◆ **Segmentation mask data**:

══════

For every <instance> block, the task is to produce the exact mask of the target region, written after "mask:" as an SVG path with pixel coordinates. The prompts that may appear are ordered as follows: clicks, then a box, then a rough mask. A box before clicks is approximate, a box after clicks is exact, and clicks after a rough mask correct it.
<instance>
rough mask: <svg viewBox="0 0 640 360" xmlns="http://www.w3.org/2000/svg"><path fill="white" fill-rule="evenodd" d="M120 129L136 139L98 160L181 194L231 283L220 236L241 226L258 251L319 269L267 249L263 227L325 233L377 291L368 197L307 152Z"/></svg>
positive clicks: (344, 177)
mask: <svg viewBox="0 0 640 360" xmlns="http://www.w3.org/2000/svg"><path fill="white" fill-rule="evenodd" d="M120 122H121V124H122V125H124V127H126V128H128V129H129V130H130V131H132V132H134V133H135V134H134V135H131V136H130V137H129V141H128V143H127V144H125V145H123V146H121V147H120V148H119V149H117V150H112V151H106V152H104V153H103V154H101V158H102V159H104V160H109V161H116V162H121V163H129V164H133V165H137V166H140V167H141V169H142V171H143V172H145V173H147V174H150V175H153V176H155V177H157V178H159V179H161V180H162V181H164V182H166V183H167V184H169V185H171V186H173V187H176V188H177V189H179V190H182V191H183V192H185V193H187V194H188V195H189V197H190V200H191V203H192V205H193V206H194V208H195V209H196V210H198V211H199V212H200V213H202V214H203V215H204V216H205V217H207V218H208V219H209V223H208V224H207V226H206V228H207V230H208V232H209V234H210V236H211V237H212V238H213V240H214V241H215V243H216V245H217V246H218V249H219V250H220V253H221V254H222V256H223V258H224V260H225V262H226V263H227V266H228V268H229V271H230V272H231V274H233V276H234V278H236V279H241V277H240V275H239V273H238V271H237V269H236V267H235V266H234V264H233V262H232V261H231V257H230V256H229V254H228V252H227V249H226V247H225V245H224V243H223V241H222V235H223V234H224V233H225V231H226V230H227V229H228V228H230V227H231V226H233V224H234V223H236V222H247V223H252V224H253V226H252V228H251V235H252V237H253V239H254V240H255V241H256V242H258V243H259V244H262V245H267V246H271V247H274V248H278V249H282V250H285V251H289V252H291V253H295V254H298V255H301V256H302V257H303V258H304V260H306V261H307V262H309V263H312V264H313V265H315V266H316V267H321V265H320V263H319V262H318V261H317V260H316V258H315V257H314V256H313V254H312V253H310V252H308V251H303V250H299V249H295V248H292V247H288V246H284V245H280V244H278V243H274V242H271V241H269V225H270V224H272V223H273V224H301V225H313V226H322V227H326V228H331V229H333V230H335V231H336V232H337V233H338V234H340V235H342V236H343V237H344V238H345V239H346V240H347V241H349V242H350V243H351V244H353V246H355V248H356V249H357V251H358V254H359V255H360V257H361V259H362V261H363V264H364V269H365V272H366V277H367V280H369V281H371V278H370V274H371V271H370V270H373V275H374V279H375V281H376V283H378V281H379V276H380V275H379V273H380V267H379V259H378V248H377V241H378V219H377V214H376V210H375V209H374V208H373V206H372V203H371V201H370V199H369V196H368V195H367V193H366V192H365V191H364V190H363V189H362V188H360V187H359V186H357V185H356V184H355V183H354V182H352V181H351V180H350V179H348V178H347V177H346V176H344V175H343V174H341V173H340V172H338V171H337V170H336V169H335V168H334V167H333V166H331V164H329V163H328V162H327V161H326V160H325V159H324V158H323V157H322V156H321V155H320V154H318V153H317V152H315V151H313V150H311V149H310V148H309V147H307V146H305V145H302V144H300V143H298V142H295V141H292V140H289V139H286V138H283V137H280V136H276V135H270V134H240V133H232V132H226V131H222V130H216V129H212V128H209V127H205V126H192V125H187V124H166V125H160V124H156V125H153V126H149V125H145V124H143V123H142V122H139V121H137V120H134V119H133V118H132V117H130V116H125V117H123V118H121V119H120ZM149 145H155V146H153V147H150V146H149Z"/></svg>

══════

◆ **ASSIGNMENT**:
This exercise calls for every record to be restated word for word.

◆ **RESPONSE TO THIS EXERCISE**:
For every <instance> block, the task is to produce the exact mask of the target region, written after "mask:" as an SVG path with pixel coordinates. The prompts that may appear are ordered as follows: clicks, then a box, then a rough mask. A box before clicks is approximate, a box after clicks is exact, and clicks after a rough mask correct it.
<instance>
rough mask: <svg viewBox="0 0 640 360" xmlns="http://www.w3.org/2000/svg"><path fill="white" fill-rule="evenodd" d="M120 129L136 139L98 160L181 194L231 283L220 236L241 226L258 251L319 269L267 249L263 227L325 233L377 291L368 197L307 152Z"/></svg>
positive clicks: (344, 177)
mask: <svg viewBox="0 0 640 360" xmlns="http://www.w3.org/2000/svg"><path fill="white" fill-rule="evenodd" d="M120 122H121V124H122V125H124V127H126V128H128V129H129V130H130V131H132V132H134V133H135V134H134V135H131V136H130V137H129V141H128V143H127V144H125V145H123V146H121V147H120V148H119V149H117V150H112V151H106V152H104V153H103V154H101V158H102V159H104V160H109V161H116V162H121V163H129V164H133V165H137V166H140V167H141V169H142V171H143V172H145V173H147V174H150V175H153V176H155V177H157V178H159V179H161V180H162V181H164V182H166V183H167V184H169V185H171V186H173V187H176V188H177V189H179V190H182V191H183V192H185V193H187V194H188V195H189V197H190V200H191V203H192V205H193V206H194V208H195V209H196V210H198V211H199V212H200V213H202V214H203V215H204V216H205V217H207V218H208V219H209V223H208V224H207V226H206V228H207V230H208V232H209V234H210V236H211V237H212V238H213V240H214V241H215V243H216V245H217V246H218V249H219V250H220V253H221V254H222V256H223V258H224V260H225V262H226V263H227V266H228V268H229V271H230V272H231V274H233V276H234V278H236V279H241V277H240V275H239V273H238V271H237V269H236V267H235V266H234V264H233V262H232V261H231V257H230V256H229V254H228V252H227V249H226V247H225V245H224V243H223V241H222V235H223V234H224V233H225V231H226V230H227V229H228V228H230V227H231V226H233V224H234V223H236V222H247V223H252V224H253V226H252V228H251V235H252V237H253V239H254V240H255V241H256V242H258V243H259V244H262V245H267V246H271V247H274V248H278V249H282V250H285V251H289V252H291V253H295V254H298V255H301V256H302V257H303V258H304V260H306V261H307V262H309V263H312V264H313V265H315V266H316V267H321V265H320V263H319V262H318V261H317V260H316V258H315V257H314V256H313V254H312V253H310V252H308V251H303V250H299V249H295V248H292V247H288V246H284V245H280V244H278V243H274V242H271V241H269V225H270V224H272V223H273V224H301V225H313V226H322V227H326V228H331V229H333V230H335V231H336V232H337V233H338V234H340V235H342V236H343V237H344V238H345V239H346V240H347V241H349V242H350V243H351V244H353V246H355V248H356V249H357V251H358V254H359V255H360V257H361V259H362V261H363V264H364V269H365V272H366V277H367V280H369V281H371V278H370V274H371V271H370V270H373V275H374V279H375V281H376V283H378V281H379V276H380V275H379V273H380V267H379V259H378V248H377V241H378V219H377V214H376V210H375V209H374V208H373V206H372V203H371V201H370V199H369V196H368V195H367V193H366V192H365V191H364V190H363V189H362V188H360V187H359V186H357V185H356V184H355V183H354V182H352V181H351V180H350V179H348V178H347V177H346V176H344V175H343V174H341V173H340V172H338V171H337V170H336V169H335V168H334V167H333V166H331V164H329V163H328V162H327V161H326V160H325V159H324V158H323V157H322V156H321V155H320V154H318V153H317V152H315V151H313V150H311V149H310V148H309V147H307V146H305V145H302V144H300V143H298V142H295V141H292V140H289V139H286V138H283V137H280V136H276V135H270V134H240V133H232V132H226V131H222V130H216V129H212V128H209V127H205V126H192V125H187V124H166V125H160V124H156V125H153V126H149V125H145V124H143V123H142V122H139V121H137V120H134V119H133V118H132V117H130V116H125V117H123V118H121V119H120ZM149 145H155V146H153V147H150V146H149Z"/></svg>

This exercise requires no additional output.